[start]

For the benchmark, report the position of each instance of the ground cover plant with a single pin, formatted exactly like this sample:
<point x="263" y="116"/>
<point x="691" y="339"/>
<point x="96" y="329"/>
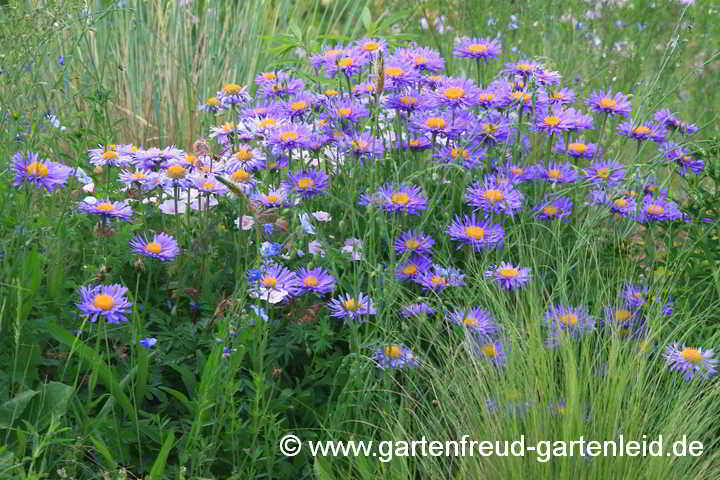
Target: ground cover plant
<point x="359" y="232"/>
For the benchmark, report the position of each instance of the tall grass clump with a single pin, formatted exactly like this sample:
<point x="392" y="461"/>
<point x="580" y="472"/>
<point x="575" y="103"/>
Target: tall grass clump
<point x="242" y="230"/>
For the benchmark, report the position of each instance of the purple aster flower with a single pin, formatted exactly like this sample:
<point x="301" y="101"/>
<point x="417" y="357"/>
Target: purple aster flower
<point x="646" y="131"/>
<point x="363" y="145"/>
<point x="574" y="321"/>
<point x="274" y="198"/>
<point x="415" y="310"/>
<point x="691" y="361"/>
<point x="607" y="173"/>
<point x="558" y="173"/>
<point x="476" y="320"/>
<point x="624" y="205"/>
<point x="614" y="105"/>
<point x="414" y="242"/>
<point x="413" y="268"/>
<point x="233" y="94"/>
<point x="290" y="136"/>
<point x="316" y="280"/>
<point x="494" y="197"/>
<point x="438" y="278"/>
<point x="559" y="207"/>
<point x="508" y="276"/>
<point x="107" y="209"/>
<point x="671" y="122"/>
<point x="658" y="209"/>
<point x="577" y="149"/>
<point x="107" y="301"/>
<point x="562" y="96"/>
<point x="162" y="246"/>
<point x="308" y="183"/>
<point x="409" y="199"/>
<point x="553" y="121"/>
<point x="477" y="48"/>
<point x="423" y="58"/>
<point x="399" y="72"/>
<point x="480" y="234"/>
<point x="47" y="174"/>
<point x="394" y="356"/>
<point x="350" y="307"/>
<point x="148" y="342"/>
<point x="347" y="110"/>
<point x="455" y="93"/>
<point x="275" y="284"/>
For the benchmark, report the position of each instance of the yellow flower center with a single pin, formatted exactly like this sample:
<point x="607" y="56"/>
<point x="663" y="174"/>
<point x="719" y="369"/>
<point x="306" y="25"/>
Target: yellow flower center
<point x="351" y="304"/>
<point x="410" y="269"/>
<point x="608" y="103"/>
<point x="394" y="71"/>
<point x="693" y="355"/>
<point x="509" y="272"/>
<point x="243" y="154"/>
<point x="490" y="350"/>
<point x="438" y="280"/>
<point x="176" y="171"/>
<point x="494" y="196"/>
<point x="305" y="182"/>
<point x="400" y="198"/>
<point x="656" y="210"/>
<point x="478" y="48"/>
<point x="578" y="147"/>
<point x="232" y="89"/>
<point x="550" y="210"/>
<point x="622" y="315"/>
<point x="436" y="122"/>
<point x="454" y="93"/>
<point x="287" y="136"/>
<point x="412" y="244"/>
<point x="460" y="152"/>
<point x="241" y="175"/>
<point x="551" y="121"/>
<point x="153" y="247"/>
<point x="104" y="301"/>
<point x="603" y="172"/>
<point x="37" y="169"/>
<point x="393" y="351"/>
<point x="359" y="144"/>
<point x="474" y="232"/>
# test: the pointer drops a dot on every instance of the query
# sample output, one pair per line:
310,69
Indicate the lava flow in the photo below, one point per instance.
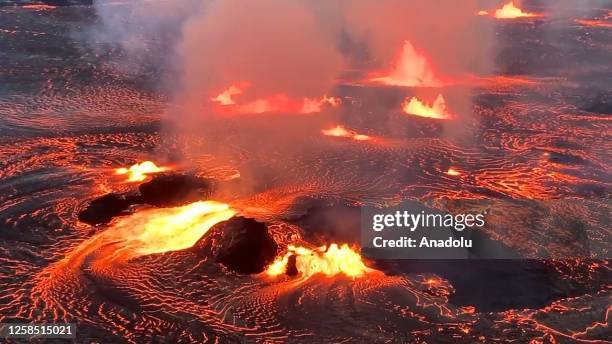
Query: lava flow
437,110
330,261
170,229
139,172
340,131
412,69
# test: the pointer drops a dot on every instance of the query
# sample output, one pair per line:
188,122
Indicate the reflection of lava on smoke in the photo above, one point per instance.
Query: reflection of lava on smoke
276,103
411,69
340,131
509,11
529,140
437,110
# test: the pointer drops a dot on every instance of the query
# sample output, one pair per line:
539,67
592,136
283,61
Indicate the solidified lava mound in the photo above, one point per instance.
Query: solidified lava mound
245,246
174,189
103,209
162,191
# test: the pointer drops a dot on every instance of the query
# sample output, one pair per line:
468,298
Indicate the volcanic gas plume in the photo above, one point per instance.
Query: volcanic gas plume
341,131
411,69
510,11
285,117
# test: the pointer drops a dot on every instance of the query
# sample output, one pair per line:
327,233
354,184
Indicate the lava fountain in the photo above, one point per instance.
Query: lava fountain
340,131
279,102
437,110
412,69
510,11
329,261
139,172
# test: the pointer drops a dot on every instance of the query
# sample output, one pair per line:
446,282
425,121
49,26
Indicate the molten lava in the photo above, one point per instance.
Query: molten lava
438,110
594,23
510,11
169,229
279,102
139,172
282,103
323,260
226,97
39,7
452,172
340,131
412,69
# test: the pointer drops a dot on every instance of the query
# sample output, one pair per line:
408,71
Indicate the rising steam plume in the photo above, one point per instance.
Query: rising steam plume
288,49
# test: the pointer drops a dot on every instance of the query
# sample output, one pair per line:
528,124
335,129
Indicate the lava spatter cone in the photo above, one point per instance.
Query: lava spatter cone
243,245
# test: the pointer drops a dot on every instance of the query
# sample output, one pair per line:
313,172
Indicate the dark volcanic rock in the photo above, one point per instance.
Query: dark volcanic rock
292,266
246,246
103,209
174,190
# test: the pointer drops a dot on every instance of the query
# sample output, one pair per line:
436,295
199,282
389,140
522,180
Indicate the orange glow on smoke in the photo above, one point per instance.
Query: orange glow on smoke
412,69
452,172
438,110
323,260
226,97
139,172
340,131
279,102
282,103
39,7
594,23
169,229
510,11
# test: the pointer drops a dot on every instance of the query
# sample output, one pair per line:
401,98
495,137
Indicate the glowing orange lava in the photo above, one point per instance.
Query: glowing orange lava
510,11
594,23
139,172
168,229
226,97
340,131
282,103
438,110
323,260
39,7
452,172
279,102
412,69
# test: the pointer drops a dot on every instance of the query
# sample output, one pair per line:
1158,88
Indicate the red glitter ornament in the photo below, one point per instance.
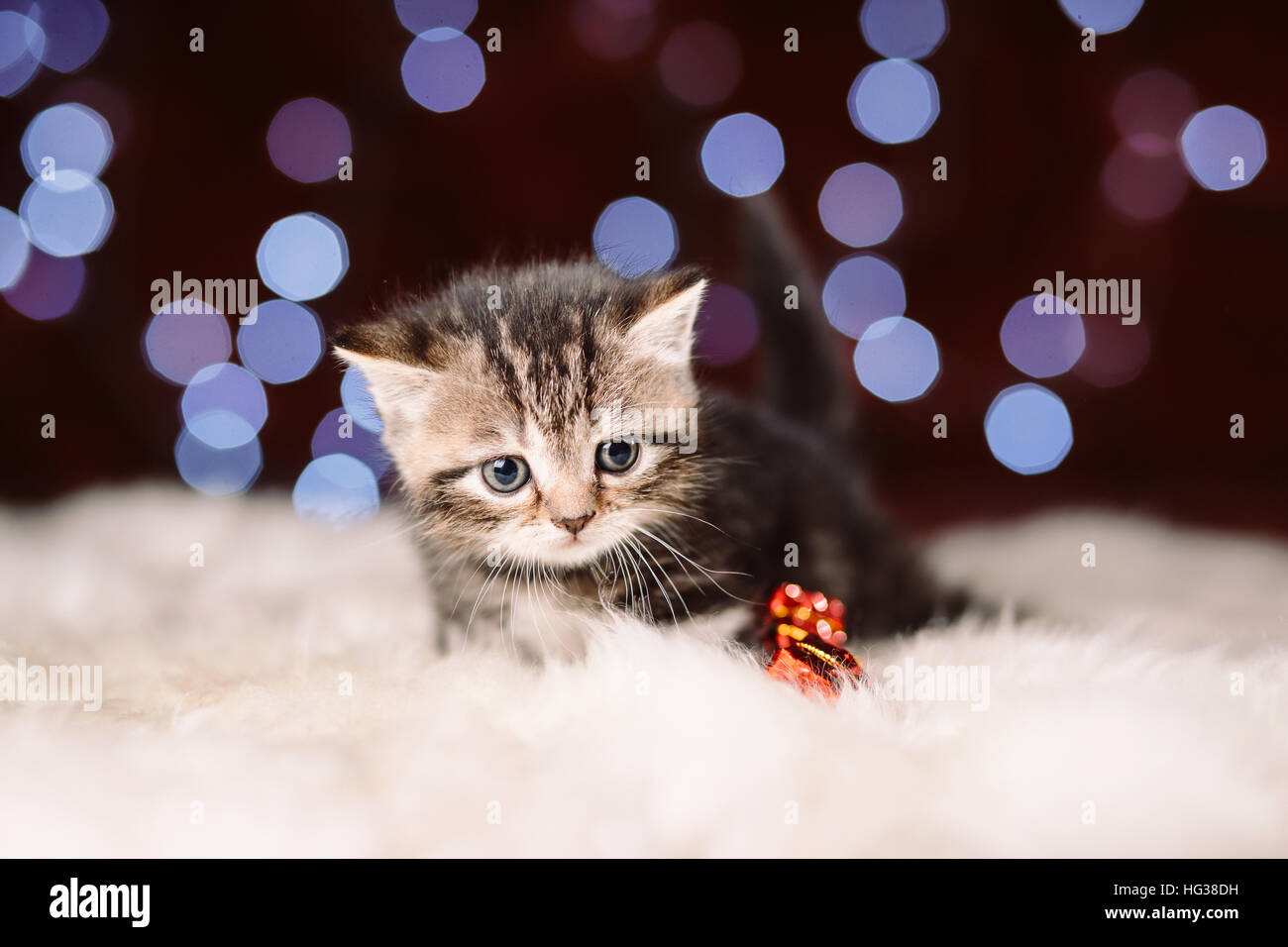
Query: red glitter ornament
804,633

[end]

All of the records above must be copied exactly, except for the pictures.

For the benchmark, report the position of each instance of the ground cover plant with a single pin, formatted exactly like this sample:
<point x="263" y="116"/>
<point x="691" y="339"/>
<point x="96" y="329"/>
Target: ground cover plant
<point x="359" y="232"/>
For the benchmark, report the position of each instance of the tall grass clump with a single pin, formatted exactly like this sample:
<point x="392" y="461"/>
<point x="580" y="472"/>
<point x="575" y="103"/>
Target: tall grass clump
<point x="242" y="230"/>
For the benchmark, report the position of each instance of the purple aster flower with a single pin, formatted exactly like this sample:
<point x="301" y="101"/>
<point x="417" y="357"/>
Target: purple aster flower
<point x="646" y="131"/>
<point x="363" y="145"/>
<point x="574" y="321"/>
<point x="274" y="198"/>
<point x="415" y="310"/>
<point x="691" y="361"/>
<point x="607" y="173"/>
<point x="558" y="173"/>
<point x="476" y="320"/>
<point x="624" y="205"/>
<point x="614" y="105"/>
<point x="414" y="242"/>
<point x="413" y="268"/>
<point x="233" y="94"/>
<point x="290" y="136"/>
<point x="316" y="280"/>
<point x="494" y="197"/>
<point x="438" y="278"/>
<point x="559" y="207"/>
<point x="508" y="276"/>
<point x="107" y="209"/>
<point x="671" y="122"/>
<point x="658" y="209"/>
<point x="577" y="149"/>
<point x="107" y="301"/>
<point x="562" y="96"/>
<point x="162" y="246"/>
<point x="308" y="183"/>
<point x="409" y="199"/>
<point x="553" y="121"/>
<point x="477" y="48"/>
<point x="423" y="58"/>
<point x="399" y="72"/>
<point x="480" y="234"/>
<point x="47" y="174"/>
<point x="394" y="356"/>
<point x="350" y="307"/>
<point x="148" y="342"/>
<point x="347" y="110"/>
<point x="455" y="93"/>
<point x="275" y="284"/>
For the benchmark, report the position of each instance of the yellow flower center with a single pin, formatted exactly like this sample:
<point x="607" y="56"/>
<point x="663" y="174"/>
<point x="719" y="369"/>
<point x="306" y="25"/>
Target: yellow flower center
<point x="351" y="304"/>
<point x="410" y="269"/>
<point x="608" y="103"/>
<point x="394" y="71"/>
<point x="693" y="355"/>
<point x="509" y="272"/>
<point x="243" y="154"/>
<point x="490" y="350"/>
<point x="438" y="280"/>
<point x="176" y="171"/>
<point x="494" y="196"/>
<point x="305" y="182"/>
<point x="400" y="198"/>
<point x="656" y="210"/>
<point x="478" y="48"/>
<point x="578" y="147"/>
<point x="232" y="89"/>
<point x="550" y="210"/>
<point x="622" y="315"/>
<point x="436" y="122"/>
<point x="454" y="93"/>
<point x="287" y="136"/>
<point x="412" y="244"/>
<point x="460" y="152"/>
<point x="241" y="175"/>
<point x="551" y="121"/>
<point x="153" y="247"/>
<point x="104" y="301"/>
<point x="603" y="172"/>
<point x="37" y="169"/>
<point x="393" y="351"/>
<point x="359" y="144"/>
<point x="474" y="232"/>
# test: the pointer drops a dot on every instance of the query
# sample output, one pair per line:
310,69
Indicate the lava flow in the photo below, one point per instance.
Query: lava flow
437,110
330,261
170,229
139,172
340,131
412,69
# test: the pointer drops a dot on every instance of the query
# sample output, one pair per line:
188,122
Indicate the reflection of lava on smoke in the photo above, one point per instance.
Query: reflection of lava on smoke
276,103
411,69
340,131
509,11
529,140
437,110
# test: the pointer drops a dot on every instance of the query
# sample output, one pair per line:
539,67
592,136
283,61
Indicate the solidified lava mound in the photo above, one point per instance.
Query: solidified lava mound
245,246
174,189
103,209
162,191
# test: the pointer drops a dot on every instance of the query
# sample output, one pair per line:
468,298
Indicate the volcanic gas plume in the photo above, one point per instance.
Query: volcanic gas plume
341,131
411,69
510,11
285,117
# test: the pointer drops a dot on every instance of the query
# sample output, one pair per line:
327,233
354,184
Indicate the lava fountain in the photo above, one point per instance.
Query: lava fountain
340,131
279,102
437,110
412,69
510,11
329,261
139,172
# test: the pointer drops a dot on every instance of the query
# sample output, one pair per line:
446,282
425,121
49,26
Indicate the molten lava in the photo above, one point per instance.
Query: molten lava
438,110
594,23
510,11
169,229
279,102
139,172
282,103
323,260
226,97
39,7
452,172
340,131
412,69
# test: the pointer drops a dot on every instance of the query
# sample output, one pair per line:
408,71
Indicate the rising steam plume in the photo above, one point per instance.
Query: rising steam plume
288,49
# test: the pointer drops a dot on every instance of the query
# sample output, one pair per line:
528,124
335,129
Indicate the lava spatter cone in the photo above, one point per instance.
Query: lava spatter cone
243,245
# test: the pointer drops a dot on every instance of the query
# sample output, one pair per line:
313,172
Indicate the dark volcanic rock in the photo above, one point per instance.
Query: dark volcanic rock
292,266
246,246
103,209
174,190
# test: the pointer drops a dot on every instance of the query
# sample output, one pair per line:
436,295
199,282
389,140
522,180
Indicate the orange glow on smoke in the photo above, one point per instance.
Query: orange glow on smoke
412,69
452,172
438,110
323,260
226,97
139,172
340,131
279,102
282,103
39,7
594,23
169,229
510,11
# test: the pointer drops a dot on every instance of the query
# sample output, one pair per line:
401,98
495,137
Indicate the glowing orange lava in the photo above, one point per instance.
Query: glowing orange lava
510,11
594,23
139,172
168,229
226,97
340,131
282,103
438,110
323,260
39,7
452,172
279,102
412,69
# test: the pointer drops a dot on every instance of the query
# sample output, one pair per line:
1158,88
Indicate the red glitter ornament in the photo below, one point per instance.
Query: red glitter ornament
804,633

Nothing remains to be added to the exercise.